● Problem requirements: Repeat the data below verbatim, from the first line through the last.

(Excerpts from pointing data)

--- start ---

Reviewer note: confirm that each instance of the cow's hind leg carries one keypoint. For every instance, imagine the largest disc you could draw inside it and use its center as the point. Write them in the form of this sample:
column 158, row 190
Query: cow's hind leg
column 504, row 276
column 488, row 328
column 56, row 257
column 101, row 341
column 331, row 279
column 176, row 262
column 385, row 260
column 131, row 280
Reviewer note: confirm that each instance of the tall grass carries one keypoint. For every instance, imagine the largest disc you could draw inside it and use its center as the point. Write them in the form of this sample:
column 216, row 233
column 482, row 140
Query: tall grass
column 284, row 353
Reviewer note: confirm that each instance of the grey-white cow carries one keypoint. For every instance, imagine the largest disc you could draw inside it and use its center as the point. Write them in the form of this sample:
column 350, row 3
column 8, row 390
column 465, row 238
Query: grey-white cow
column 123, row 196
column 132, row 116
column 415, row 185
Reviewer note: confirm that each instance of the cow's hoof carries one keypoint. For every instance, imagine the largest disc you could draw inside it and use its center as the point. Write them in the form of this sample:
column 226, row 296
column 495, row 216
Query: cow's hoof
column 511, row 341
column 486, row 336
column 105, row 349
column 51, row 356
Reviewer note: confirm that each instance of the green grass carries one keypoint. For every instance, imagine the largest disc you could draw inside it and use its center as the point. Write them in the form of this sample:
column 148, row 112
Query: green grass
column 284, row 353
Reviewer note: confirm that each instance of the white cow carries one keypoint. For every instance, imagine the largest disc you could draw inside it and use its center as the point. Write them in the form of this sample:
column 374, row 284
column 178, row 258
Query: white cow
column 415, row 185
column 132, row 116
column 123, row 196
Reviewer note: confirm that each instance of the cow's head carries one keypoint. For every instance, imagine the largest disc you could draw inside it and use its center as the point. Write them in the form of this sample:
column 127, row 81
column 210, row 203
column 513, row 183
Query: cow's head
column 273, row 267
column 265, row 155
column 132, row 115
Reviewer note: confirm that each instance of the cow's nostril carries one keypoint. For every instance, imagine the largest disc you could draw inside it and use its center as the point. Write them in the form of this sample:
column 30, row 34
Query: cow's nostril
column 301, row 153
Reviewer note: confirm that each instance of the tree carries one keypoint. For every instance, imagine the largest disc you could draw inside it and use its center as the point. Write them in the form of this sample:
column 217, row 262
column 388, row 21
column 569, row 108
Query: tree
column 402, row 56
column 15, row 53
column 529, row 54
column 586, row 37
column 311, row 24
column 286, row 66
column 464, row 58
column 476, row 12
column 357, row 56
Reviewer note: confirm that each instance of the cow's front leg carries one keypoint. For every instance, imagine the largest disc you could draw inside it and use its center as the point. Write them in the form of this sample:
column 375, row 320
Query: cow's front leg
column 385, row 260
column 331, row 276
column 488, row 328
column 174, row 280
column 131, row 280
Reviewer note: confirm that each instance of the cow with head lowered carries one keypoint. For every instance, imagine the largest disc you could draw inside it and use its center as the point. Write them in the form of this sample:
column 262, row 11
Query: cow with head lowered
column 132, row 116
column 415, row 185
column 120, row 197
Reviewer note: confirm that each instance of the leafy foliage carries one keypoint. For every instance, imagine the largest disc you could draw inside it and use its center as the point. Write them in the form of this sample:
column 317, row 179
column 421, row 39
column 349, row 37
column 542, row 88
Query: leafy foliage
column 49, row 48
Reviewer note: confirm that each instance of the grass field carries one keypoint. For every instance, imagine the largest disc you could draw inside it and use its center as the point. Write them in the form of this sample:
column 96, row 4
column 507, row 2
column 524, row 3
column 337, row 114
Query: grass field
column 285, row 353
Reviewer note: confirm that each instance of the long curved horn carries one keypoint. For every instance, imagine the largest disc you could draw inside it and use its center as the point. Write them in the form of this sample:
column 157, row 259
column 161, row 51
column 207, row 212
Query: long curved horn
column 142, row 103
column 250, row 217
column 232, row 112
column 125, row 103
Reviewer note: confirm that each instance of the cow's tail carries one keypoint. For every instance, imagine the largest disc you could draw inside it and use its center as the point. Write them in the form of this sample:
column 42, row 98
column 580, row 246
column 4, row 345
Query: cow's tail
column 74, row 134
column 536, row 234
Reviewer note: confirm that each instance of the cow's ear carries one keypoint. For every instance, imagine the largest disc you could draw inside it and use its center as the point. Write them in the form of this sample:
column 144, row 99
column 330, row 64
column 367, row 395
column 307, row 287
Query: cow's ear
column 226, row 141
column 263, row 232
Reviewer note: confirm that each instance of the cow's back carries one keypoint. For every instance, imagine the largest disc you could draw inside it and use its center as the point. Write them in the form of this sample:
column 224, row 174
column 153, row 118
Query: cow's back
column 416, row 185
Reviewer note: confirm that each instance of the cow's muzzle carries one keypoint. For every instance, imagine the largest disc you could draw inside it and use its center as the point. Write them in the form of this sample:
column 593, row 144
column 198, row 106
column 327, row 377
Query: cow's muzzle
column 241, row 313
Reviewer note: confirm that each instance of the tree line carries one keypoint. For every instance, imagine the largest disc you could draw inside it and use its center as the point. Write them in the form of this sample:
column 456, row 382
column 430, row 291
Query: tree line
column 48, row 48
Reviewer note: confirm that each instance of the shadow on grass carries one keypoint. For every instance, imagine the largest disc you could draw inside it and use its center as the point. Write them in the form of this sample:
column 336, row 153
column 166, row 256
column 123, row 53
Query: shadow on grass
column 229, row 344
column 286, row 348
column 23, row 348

--- end ---

● Answer for this exercise:
Reviewer note: confirm that each instance of the cow's hind leg carries one keypoint. For every instance, imagine the largest disc you could draw inside it and use its center as the point. Write them in the form of this sample:
column 158, row 190
Query: cow's hind leg
column 504, row 276
column 488, row 328
column 56, row 257
column 101, row 341
column 331, row 279
column 176, row 262
column 385, row 260
column 131, row 280
Reviewer note: confirm that each instance of the tall grass carries one keypoint. For every instance, imagine the largest disc you could draw inside it and use its center as the point. Write them in the form of this sample:
column 216, row 233
column 482, row 140
Query: tall grass
column 284, row 353
Reviewer note: confirm that each instance of the grey-white cow carries one keypoint. For every instance, imagine the largest disc you could draw inside it and use its center as the point. Write them in the form of this sample:
column 350, row 3
column 8, row 390
column 465, row 238
Query: grey-white cow
column 123, row 196
column 132, row 116
column 415, row 185
Reviewer note: confirm that each instance of the cow's hoof carries one keypoint. For every instance, imagine the largest disc you could draw inside it and use its center as the point. Write them in the form of this sample:
column 226, row 296
column 495, row 216
Query: cow's hoof
column 511, row 341
column 486, row 336
column 105, row 349
column 51, row 356
Reviewer note: confirm that each instance of the green grass carries one keypoint. For every instance, imagine the largest disc you could draw inside it and use its center as the point. Write them in the form of this sample:
column 148, row 112
Query: green grass
column 284, row 353
Reviewer note: confirm that each instance of the white cow carries one keypoint. For every instance, imagine the largest disc you could draw inside it and use its center as the point. Write them in the form of this sample:
column 374, row 284
column 178, row 258
Query: white cow
column 415, row 185
column 132, row 116
column 123, row 196
Reviewer note: confirm that each instance of the cow's head carries one keypoint. For every instance, imagine the largest disc you could draw inside it and use its center as the point. Write them in the form of this sample:
column 127, row 81
column 210, row 203
column 513, row 183
Query: cow's head
column 273, row 267
column 265, row 155
column 132, row 115
Reviewer note: confirm that each instance of the cow's nostril carries one keypoint. For every instance, imagine the largest disc you could draw inside it and use its center as the point. Write them in the form of this sample:
column 30, row 34
Query: cow's nostril
column 301, row 153
Reviewer note: confirm that each instance of the tree carries one keypoint. For every instance, imagine the largest disc you could draw inside it and use its center as the point. Write them in the form of this sample:
column 217, row 262
column 388, row 21
column 569, row 108
Query: tree
column 402, row 56
column 15, row 53
column 529, row 54
column 586, row 37
column 311, row 24
column 286, row 66
column 464, row 58
column 476, row 12
column 357, row 56
Reviewer note: confirm that each instance of the cow's front leg carries one keypoint. For every instance, imagine the largest disc you could draw inside it and use its center as the point. Write them in the form of this sample:
column 375, row 320
Query: cow's front leg
column 385, row 260
column 331, row 276
column 488, row 328
column 174, row 280
column 131, row 280
Reviewer note: confirm that each instance of the cow with head lowered carries one keypoint. For every instance, imagine the largest disc you could draw inside it and use its center as the point. Write them in the form of this sample:
column 262, row 11
Query: cow with head lowered
column 132, row 116
column 415, row 185
column 120, row 197
Reviewer note: confirm that each instance of the leafy foliage carries one keypoint. For every instance, imagine the largest disc you could draw inside it and use its center as the point. Write them in the form of this sample:
column 317, row 179
column 421, row 39
column 349, row 37
column 542, row 88
Query: leafy foliage
column 49, row 48
Reviewer note: confirm that each instance of the grass field carries one keypoint. For every instance, imagine the largest disc you could draw inside it and use its center as the point. Write them in the form of this sample:
column 96, row 4
column 507, row 2
column 524, row 3
column 337, row 114
Query: grass field
column 285, row 353
Reviewer note: confirm that each instance of the long curved horn carries one keypoint. For every instance, imagine the largest disc you could draw inside it and use its center as the point. Write them in the form of this sample:
column 157, row 259
column 161, row 51
column 207, row 212
Query: long curved horn
column 142, row 103
column 250, row 217
column 232, row 112
column 125, row 103
Reviewer note: confirm that each instance of the cow's tail carries one keypoint. For every instance, imagine the largest disc you could draw inside it and use its center as the point. Write them in the form of this sample:
column 42, row 98
column 580, row 246
column 4, row 345
Query: cow's tail
column 74, row 134
column 536, row 234
Reviewer note: confirm that each instance of the cow's ear carries one keypoint. For every instance, imagine the largest disc you could draw inside it and use its center as the point. Write them in the form of this sample:
column 144, row 99
column 330, row 64
column 367, row 395
column 307, row 287
Query: cow's ear
column 226, row 141
column 263, row 232
Reviewer note: confirm that each instance of the cow's back carries one keypoint. For every instance, imagine the largest disc you could draw inside it and use its center as the point. Write them in the form of this sample:
column 224, row 174
column 153, row 118
Query: cow's back
column 416, row 185
Reviewer note: confirm that each instance of the cow's muzzle carries one keypoint. For every instance, imagine the largest disc you could draw inside it and use its center as the point. Write them in the form of this sample:
column 593, row 144
column 198, row 106
column 327, row 377
Query: cow's muzzle
column 241, row 313
Reviewer note: confirm that each instance of the tree line carries one keypoint. For every instance, imagine the largest disc you could draw inside it and use its center as the point. Write them in the form of this sample:
column 456, row 382
column 430, row 291
Query: tree line
column 48, row 48
Reviewer note: confirm that each instance of the shadow on grass carries one keypoint. For every instance, imagine the largest disc you could draw inside it and use its center as the point. Write them in the form of this sample:
column 336, row 153
column 166, row 256
column 123, row 53
Query: shadow on grass
column 229, row 344
column 286, row 348
column 23, row 348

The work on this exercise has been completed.